Give back the whole listing exactly as written, pictures excluded.

(Beginning of PROVIDED INFORMATION)

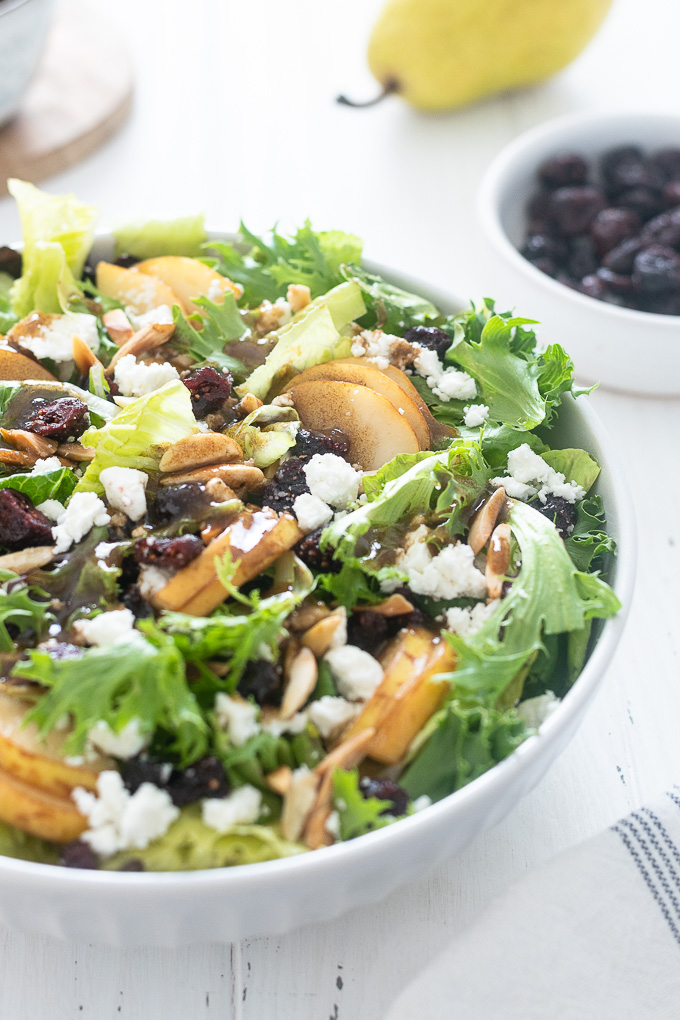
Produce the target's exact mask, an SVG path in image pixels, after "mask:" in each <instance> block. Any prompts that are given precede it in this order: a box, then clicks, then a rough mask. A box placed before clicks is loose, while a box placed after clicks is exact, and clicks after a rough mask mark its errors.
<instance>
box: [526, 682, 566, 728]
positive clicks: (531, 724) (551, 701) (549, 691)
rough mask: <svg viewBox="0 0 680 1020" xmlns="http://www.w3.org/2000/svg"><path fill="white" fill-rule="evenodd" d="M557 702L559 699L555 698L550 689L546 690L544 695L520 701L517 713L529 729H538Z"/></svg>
mask: <svg viewBox="0 0 680 1020" xmlns="http://www.w3.org/2000/svg"><path fill="white" fill-rule="evenodd" d="M559 704H560V699H559V698H556V697H555V695H554V694H553V692H552V691H546V692H545V694H544V695H538V696H537V697H536V698H528V699H527V700H526V701H525V702H520V704H519V705H518V706H517V714H518V715H519V717H520V719H523V720H524V722H525V723H526V724H527V726H529V727H530V728H531V729H538V728H539V727H540V726H541V724H542V723H543V722H545V720H546V719H547V718H548V716H551V715H553V712H555V710H556V708H557V707H558V705H559Z"/></svg>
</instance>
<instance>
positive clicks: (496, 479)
mask: <svg viewBox="0 0 680 1020" xmlns="http://www.w3.org/2000/svg"><path fill="white" fill-rule="evenodd" d="M491 484H492V486H496V487H499V486H503V487H504V489H505V490H506V492H507V494H508V496H512V497H513V498H514V499H516V500H528V499H531V497H532V496H536V495H538V499H539V500H540V502H541V503H545V501H546V499H547V497H548V496H550V495H551V494H552V495H553V496H560V497H562V499H564V500H566V501H567V502H568V503H576V502H577V501H578V500H582V499H583V497H584V496H585V490H584V489H583V488H582V486H579V484H577V483H576V482H575V481H567V479H566V478H565V476H564V474H563V473H562V471H556V470H555V469H554V468H552V467H551V466H550V464H546V463H545V461H544V460H543V458H542V457H540V456H539V455H538V454H537V453H534V452H533V450H532V449H531V447H530V446H529V444H528V443H523V444H522V446H520V447H517V449H516V450H511V451H510V453H509V454H508V474H507V475H506V477H498V478H491Z"/></svg>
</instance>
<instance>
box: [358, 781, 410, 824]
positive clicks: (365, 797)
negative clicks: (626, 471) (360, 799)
mask: <svg viewBox="0 0 680 1020" xmlns="http://www.w3.org/2000/svg"><path fill="white" fill-rule="evenodd" d="M359 789H360V790H361V795H362V797H364V798H365V799H366V800H368V799H369V798H371V797H375V798H376V799H377V800H378V801H389V802H390V807H387V808H385V809H384V811H382V812H381V814H383V815H396V816H399V815H403V814H406V810H407V808H408V806H409V795H408V794H407V792H406V790H405V789H403V788H402V787H401V786H400V785H399V784H398V783H396V782H395V780H394V779H371V777H370V776H368V775H365V776H363V778H362V779H360V780H359Z"/></svg>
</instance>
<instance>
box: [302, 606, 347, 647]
mask: <svg viewBox="0 0 680 1020" xmlns="http://www.w3.org/2000/svg"><path fill="white" fill-rule="evenodd" d="M346 635H347V610H346V609H345V607H344V606H341V607H339V609H336V610H335V611H334V612H332V613H331V614H330V615H329V616H325V617H324V618H323V619H322V620H319V622H318V623H315V624H314V626H312V627H310V628H309V630H307V631H306V632H305V633H304V634H303V635H302V637H301V639H300V640H301V643H302V645H303V647H304V648H308V649H310V650H311V651H312V652H313V653H314V655H315V656H316V657H317V659H320V658H321V656H323V655H325V654H326V652H327V651H328V650H329V649H331V648H333V647H334V645H335V644H336V643H338V644H339V641H338V639H339V637H341V636H342V637H343V642H342V643H343V644H344V643H345V641H346V640H347V636H346Z"/></svg>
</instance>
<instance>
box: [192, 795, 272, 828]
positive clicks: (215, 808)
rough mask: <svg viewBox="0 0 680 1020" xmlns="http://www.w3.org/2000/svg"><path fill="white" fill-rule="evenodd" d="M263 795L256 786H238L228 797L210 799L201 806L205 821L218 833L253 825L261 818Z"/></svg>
mask: <svg viewBox="0 0 680 1020" xmlns="http://www.w3.org/2000/svg"><path fill="white" fill-rule="evenodd" d="M261 809H262V794H261V793H260V790H259V789H256V788H255V786H249V785H245V786H238V787H237V788H236V789H233V790H232V792H231V793H230V794H228V796H227V797H221V798H210V799H208V800H205V801H203V802H202V804H201V814H202V816H203V821H204V823H205V824H206V825H209V826H210V828H214V829H217V831H218V832H228V830H229V829H230V828H232V827H233V826H234V825H252V824H253V823H254V822H256V821H257V820H258V818H259V817H260V812H261Z"/></svg>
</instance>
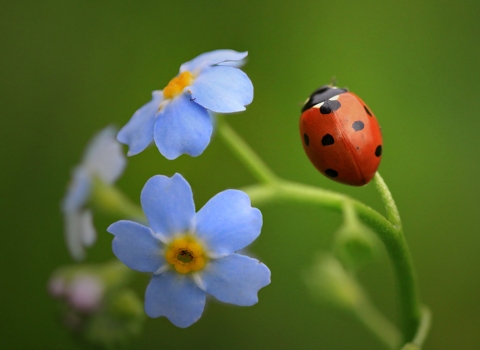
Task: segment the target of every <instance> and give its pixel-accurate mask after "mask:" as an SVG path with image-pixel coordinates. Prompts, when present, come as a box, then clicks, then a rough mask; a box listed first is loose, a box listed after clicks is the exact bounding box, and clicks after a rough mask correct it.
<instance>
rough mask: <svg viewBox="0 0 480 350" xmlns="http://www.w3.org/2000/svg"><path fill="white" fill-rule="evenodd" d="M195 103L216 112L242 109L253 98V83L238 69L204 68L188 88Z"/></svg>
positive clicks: (220, 67)
mask: <svg viewBox="0 0 480 350" xmlns="http://www.w3.org/2000/svg"><path fill="white" fill-rule="evenodd" d="M188 90H189V91H190V93H191V95H192V99H194V100H195V102H196V103H198V104H199V105H201V106H203V107H205V108H206V109H209V110H211V111H213V112H217V113H232V112H239V111H244V110H245V106H246V105H248V104H250V103H251V102H252V100H253V85H252V82H251V81H250V79H249V78H248V76H247V75H246V74H245V73H244V72H242V71H241V70H240V69H237V68H232V67H225V66H215V67H211V68H209V69H205V70H204V71H203V72H202V73H201V74H200V75H199V76H198V77H197V78H196V79H195V81H194V82H193V85H192V86H190V87H189V88H188Z"/></svg>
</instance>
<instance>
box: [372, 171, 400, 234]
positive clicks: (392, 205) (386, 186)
mask: <svg viewBox="0 0 480 350" xmlns="http://www.w3.org/2000/svg"><path fill="white" fill-rule="evenodd" d="M375 185H376V187H377V191H378V192H379V193H380V196H381V197H382V201H383V204H384V205H385V209H386V211H387V218H388V221H390V222H391V223H392V224H393V225H394V226H395V227H396V228H397V229H398V230H401V229H402V220H401V219H400V213H399V212H398V209H397V205H396V204H395V201H394V200H393V197H392V194H391V193H390V190H389V189H388V187H387V184H386V183H385V181H383V178H382V177H381V176H380V174H379V173H378V172H377V173H376V174H375Z"/></svg>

(End of PROVIDED INFORMATION)

— RESPONSE TO THIS EXERCISE —
Produce the target's exact mask, an SVG path in image pixels, after "mask:" in each <instance> block. Any prompts that are given precede it in this order: a box, then clicks, then a rough mask. A box placed before clicks is loose, while a box placed after clicks is exact, and clicks after a rough mask mark its errors.
<instance>
box: [526, 682, 566, 728]
positive clicks: (531, 724) (551, 701) (549, 691)
rough mask: <svg viewBox="0 0 680 1020" xmlns="http://www.w3.org/2000/svg"><path fill="white" fill-rule="evenodd" d="M557 702L559 699L555 698L550 689L546 690L544 695L520 701L517 713L529 729H538Z"/></svg>
mask: <svg viewBox="0 0 680 1020" xmlns="http://www.w3.org/2000/svg"><path fill="white" fill-rule="evenodd" d="M559 704H560V699H559V698H556V697H555V695H554V694H553V692H552V691H546V692H545V694H544V695H538V696H537V697H536V698H528V699H527V700H526V701H525V702H520V704H519V705H518V706H517V714H518V715H519V717H520V719H523V720H524V722H525V723H526V724H527V726H529V727H530V728H531V729H538V728H539V727H540V726H541V724H542V723H543V722H545V720H546V719H547V718H548V716H551V715H553V712H555V710H556V708H557V707H558V705H559Z"/></svg>
</instance>
<instance>
positive clicks: (496, 479)
mask: <svg viewBox="0 0 680 1020" xmlns="http://www.w3.org/2000/svg"><path fill="white" fill-rule="evenodd" d="M491 484H492V486H496V487H499V486H503V487H504V489H505V490H506V492H507V494H508V496H512V497H513V498H514V499H516V500H528V499H531V497H532V496H536V495H538V499H539V500H540V502H541V503H545V501H546V499H547V497H548V496H550V495H551V494H552V495H553V496H560V497H562V499H564V500H566V501H567V502H568V503H576V502H577V501H578V500H582V499H583V497H584V496H585V490H584V489H583V488H582V486H579V484H577V483H576V482H575V481H567V479H566V478H565V476H564V474H563V473H562V471H556V470H555V469H554V468H552V467H551V466H550V464H546V463H545V461H544V460H543V458H542V457H540V456H539V455H538V454H537V453H534V452H533V450H532V449H531V447H530V446H529V444H528V443H523V444H522V446H520V447H517V449H516V450H511V451H510V453H509V454H508V474H507V475H506V477H498V478H491Z"/></svg>
</instance>
<instance>
box: [358, 781, 410, 824]
positive clicks: (365, 797)
negative clicks: (626, 471) (360, 799)
mask: <svg viewBox="0 0 680 1020" xmlns="http://www.w3.org/2000/svg"><path fill="white" fill-rule="evenodd" d="M359 789H360V790H361V795H362V797H364V798H365V799H366V800H368V799H369V798H371V797H375V798H376V799H377V800H378V801H389V802H390V807H387V808H385V809H384V811H382V812H381V814H383V815H396V816H399V815H403V814H406V810H407V808H408V806H409V795H408V794H407V792H406V790H405V789H403V788H402V787H401V786H400V785H399V784H398V783H396V782H395V780H394V779H371V777H370V776H368V775H365V776H363V778H362V779H360V780H359Z"/></svg>
</instance>
<instance>
box: [302, 606, 347, 647]
mask: <svg viewBox="0 0 680 1020" xmlns="http://www.w3.org/2000/svg"><path fill="white" fill-rule="evenodd" d="M346 635H347V610H346V609H345V607H344V606H341V607H339V609H336V610H335V611H334V612H332V613H331V614H330V615H329V616H325V617H324V618H323V619H322V620H319V622H318V623H315V624H314V626H312V627H310V628H309V630H307V631H306V632H305V633H304V634H303V635H302V637H301V639H300V640H301V643H302V645H303V647H304V648H308V649H310V650H311V651H312V652H313V653H314V655H315V656H316V657H317V659H320V658H321V656H323V655H325V654H326V652H327V651H328V650H329V649H331V648H333V647H334V645H335V644H336V643H338V644H339V641H338V639H339V637H341V636H342V637H343V642H342V643H343V644H344V643H345V641H346V640H347V636H346Z"/></svg>
</instance>
<instance>
box: [192, 795, 272, 828]
positive clicks: (215, 808)
rough mask: <svg viewBox="0 0 680 1020" xmlns="http://www.w3.org/2000/svg"><path fill="white" fill-rule="evenodd" d="M263 795L256 786H238L228 797L210 799L201 806L205 821L218 833L253 825L261 818Z"/></svg>
mask: <svg viewBox="0 0 680 1020" xmlns="http://www.w3.org/2000/svg"><path fill="white" fill-rule="evenodd" d="M261 809H262V794H261V793H260V790H259V789H256V788H255V786H249V785H245V786H238V787H237V788H236V789H233V790H232V792H231V793H230V794H228V796H227V797H221V798H210V799H208V800H205V801H203V802H202V804H201V814H202V816H203V821H204V823H205V824H206V825H209V826H210V828H214V829H217V831H218V832H228V830H229V829H230V828H232V827H233V826H234V825H252V824H253V823H254V822H256V821H257V820H258V818H259V817H260V812H261Z"/></svg>
</instance>
Task: segment the target of every <instance> and give its pixel-accurate mask after "mask:" as an SVG path with image-pixel coordinates. Prompts, when present, come as a box, then clicks, then a rough mask; a box listed first is loose, a box listed after clicks is the exact bounding box, and clicks after a rough mask correct it.
<instance>
rough mask: <svg viewBox="0 0 480 350" xmlns="http://www.w3.org/2000/svg"><path fill="white" fill-rule="evenodd" d="M195 103L216 112L242 109L253 98V83L238 69L204 68L188 88Z"/></svg>
positive clicks: (220, 67)
mask: <svg viewBox="0 0 480 350" xmlns="http://www.w3.org/2000/svg"><path fill="white" fill-rule="evenodd" d="M188 90H189V91H190V93H191V95H192V99H194V100H195V102H196V103H198V104H199V105H201V106H203V107H205V108H206V109H209V110H211V111H213V112H217V113H232V112H239V111H244V110H245V106H246V105H248V104H250V103H251V102H252V100H253V85H252V82H251V81H250V79H249V78H248V76H247V75H246V74H245V73H244V72H242V71H241V70H240V69H237V68H232V67H225V66H215V67H211V68H209V69H205V70H204V71H203V72H202V73H201V74H200V75H199V76H198V77H197V78H196V79H195V81H194V82H193V85H192V86H190V87H189V88H188Z"/></svg>
</instance>
<instance>
box: [372, 171, 400, 234]
positive clicks: (392, 205) (386, 186)
mask: <svg viewBox="0 0 480 350" xmlns="http://www.w3.org/2000/svg"><path fill="white" fill-rule="evenodd" d="M375 185H376V187H377V191H378V192H379V193H380V196H381V197H382V201H383V204H384V205H385V209H386V211H387V218H388V221H390V222H391V223H392V224H393V225H394V226H395V227H396V228H397V229H398V230H401V229H402V220H401V219H400V213H399V212H398V209H397V205H396V204H395V201H394V200H393V197H392V194H391V193H390V190H389V189H388V187H387V184H386V183H385V181H383V178H382V177H381V176H380V174H379V173H378V172H377V173H376V174H375Z"/></svg>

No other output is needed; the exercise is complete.